Premier article d'une série consacrée à la lecture de la peinture abstraite illustrée par les théories plastiques de Kandinsky, artiste du 20ème
La connaissance de l'art nécessite-t-elle d'étudier la biographie, le catalogue raisonné des artistes, l'époque à laquelle ils appartiennent, les influences, les sources, les écrits, la fortune critique ? un travail certes essentiel et incontournable pour un historien mais oh combien rébarbatif pour un visiteur d'exposition.
Pourquoi ne pas lui proposer simplement quelques outils de lecture dont une analyse plastique des œuvres ? L'aider à entrer dans l'œuvre et l'investir, l'inviter au questionnement et à l'appropriation.
Les expositions, les musées sollicitent peu cette démarche, le spectateur utilise la vue, ses autres sens sont au repos et son intelligence ou son esprit critique sont annihilés car, on lui a dit « l'art est sacré…cet artiste est reconnu…c'est un grand peintre…une exposition magnifique…»
Un parcours initiatique
Sa seule sauvegarde est celle que l'on entend le plus souvent : « j'aime ou je n'aime pas » L'œuvre d'art est faite pour celui qui la regarde, sans qui elle ne peut exister ; c'est une œuvre ouverte, interactive que le spectateur peut interpréter et comprendre avec son histoire à lui, ses références personnelles, sa culture, ses émotions esthétiques.
Pour éviter une incompréhension totale du travail de l'artiste et respecter aussi la liberté du spectateur il faut à ce dernier des outils de lecture, une sorte de grammaire plastique, une base méthodologique claire ; ce qu'a très bien explicité Kandinsky dans ses écrits.

* **Entrées extraites**:
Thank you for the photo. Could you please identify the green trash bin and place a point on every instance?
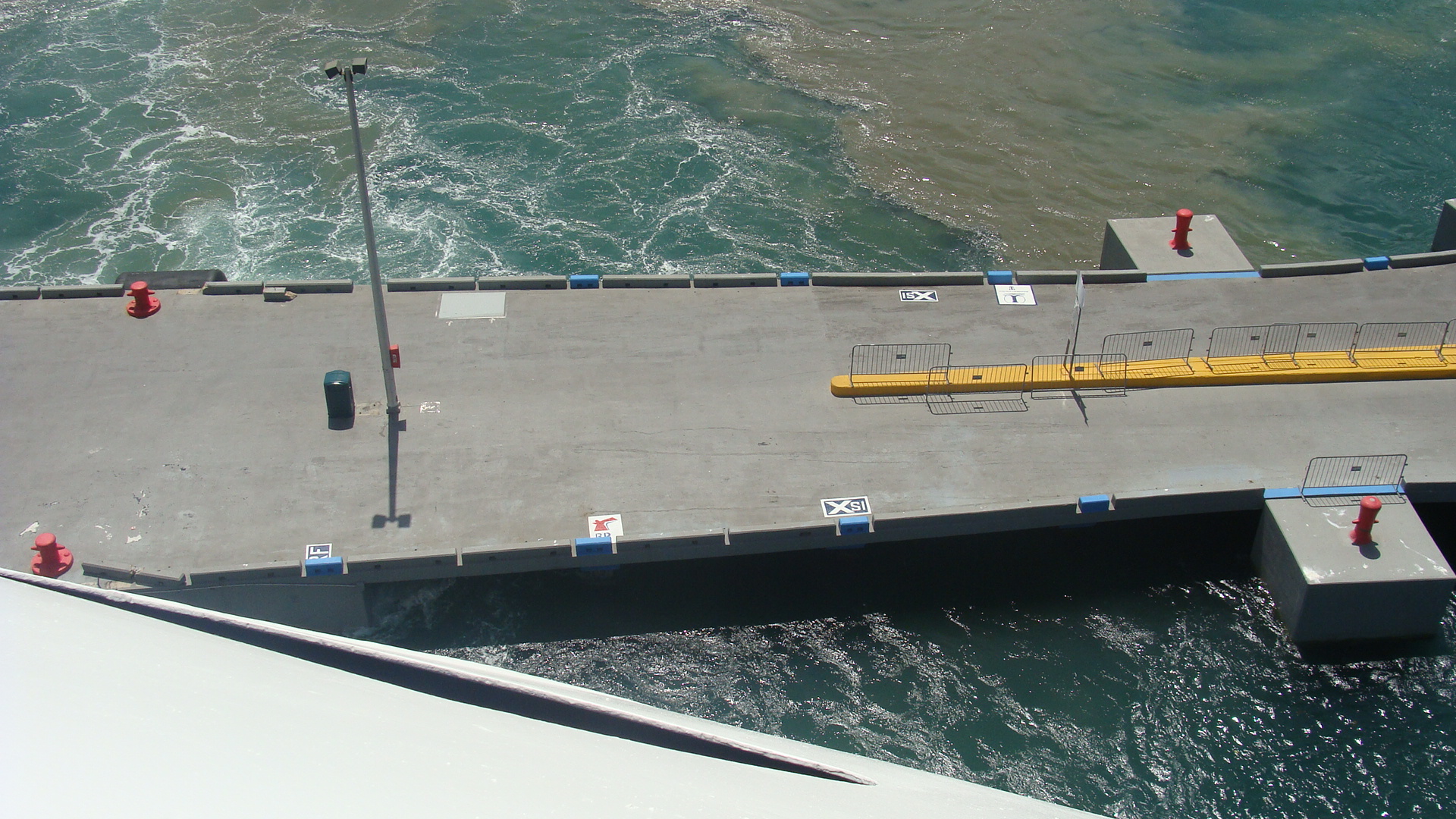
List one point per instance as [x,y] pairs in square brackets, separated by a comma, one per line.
[338,394]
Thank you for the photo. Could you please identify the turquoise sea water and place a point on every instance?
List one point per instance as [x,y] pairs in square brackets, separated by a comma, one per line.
[823,134]
[1134,670]
[707,136]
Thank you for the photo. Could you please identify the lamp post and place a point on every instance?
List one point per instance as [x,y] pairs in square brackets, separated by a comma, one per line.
[359,66]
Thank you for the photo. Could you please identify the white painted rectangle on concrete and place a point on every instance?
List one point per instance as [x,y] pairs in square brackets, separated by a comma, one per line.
[604,525]
[1015,295]
[472,305]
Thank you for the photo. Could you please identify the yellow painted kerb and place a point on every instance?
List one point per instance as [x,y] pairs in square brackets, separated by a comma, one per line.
[1397,363]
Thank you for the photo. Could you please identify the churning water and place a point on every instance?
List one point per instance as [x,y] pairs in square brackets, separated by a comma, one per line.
[1133,670]
[711,136]
[708,136]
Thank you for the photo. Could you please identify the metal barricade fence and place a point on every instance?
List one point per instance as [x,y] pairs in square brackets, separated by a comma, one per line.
[1169,347]
[1087,375]
[1282,344]
[910,360]
[1345,480]
[1397,344]
[989,388]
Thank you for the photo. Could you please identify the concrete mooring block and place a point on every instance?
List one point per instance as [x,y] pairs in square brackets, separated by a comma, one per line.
[1142,243]
[1329,589]
[1446,228]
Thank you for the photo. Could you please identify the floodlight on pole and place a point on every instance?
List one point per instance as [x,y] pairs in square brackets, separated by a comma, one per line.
[350,69]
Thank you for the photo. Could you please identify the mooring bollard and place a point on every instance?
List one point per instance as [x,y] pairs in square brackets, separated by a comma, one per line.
[145,302]
[1181,229]
[55,558]
[1369,507]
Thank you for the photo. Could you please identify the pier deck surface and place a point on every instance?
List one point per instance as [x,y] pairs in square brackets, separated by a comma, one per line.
[197,438]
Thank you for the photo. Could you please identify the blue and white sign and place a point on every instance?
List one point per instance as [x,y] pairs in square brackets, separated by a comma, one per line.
[918,297]
[842,506]
[1015,295]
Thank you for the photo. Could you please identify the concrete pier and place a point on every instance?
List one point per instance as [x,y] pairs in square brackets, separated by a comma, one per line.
[191,452]
[1329,589]
[1142,243]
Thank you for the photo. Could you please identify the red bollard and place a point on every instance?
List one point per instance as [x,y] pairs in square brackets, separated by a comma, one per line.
[1181,229]
[1369,507]
[145,300]
[55,558]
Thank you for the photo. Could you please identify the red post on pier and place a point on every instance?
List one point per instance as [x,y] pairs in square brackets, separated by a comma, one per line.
[145,302]
[55,558]
[1181,229]
[1369,507]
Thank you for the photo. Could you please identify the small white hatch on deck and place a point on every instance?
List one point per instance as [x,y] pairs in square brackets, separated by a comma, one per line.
[472,305]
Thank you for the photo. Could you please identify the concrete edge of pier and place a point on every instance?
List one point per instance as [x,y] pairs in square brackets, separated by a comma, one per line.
[286,592]
[283,289]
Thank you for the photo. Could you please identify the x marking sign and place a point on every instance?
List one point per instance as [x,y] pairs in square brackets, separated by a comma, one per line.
[918,297]
[842,506]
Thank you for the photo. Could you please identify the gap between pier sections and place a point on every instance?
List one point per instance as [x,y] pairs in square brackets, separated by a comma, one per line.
[1395,363]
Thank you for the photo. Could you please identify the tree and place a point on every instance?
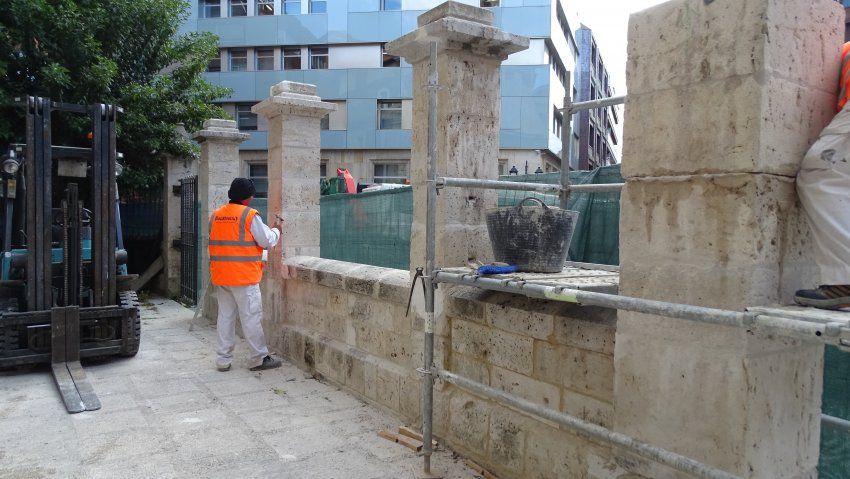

* **Consignes**:
1. Relevez tout ce dont le texte sur la peinture abstraite se demande si l'étude est nécessaire à la connaissance de l'art.
2. D'après le texte sur la peinture abstraite, qui a très bien explicité dans ses écrits les outils de lecture nécessaires au spectateur ?
Les entrées sont issues d'une source distincte.

* **Réponses attendues**:
1. La biographie, le catalogue raisonné des artistes, l'époque à laquelle ils appartiennent, les influences, les sources, les écrits, la fortune critique.

2. Kandinsky.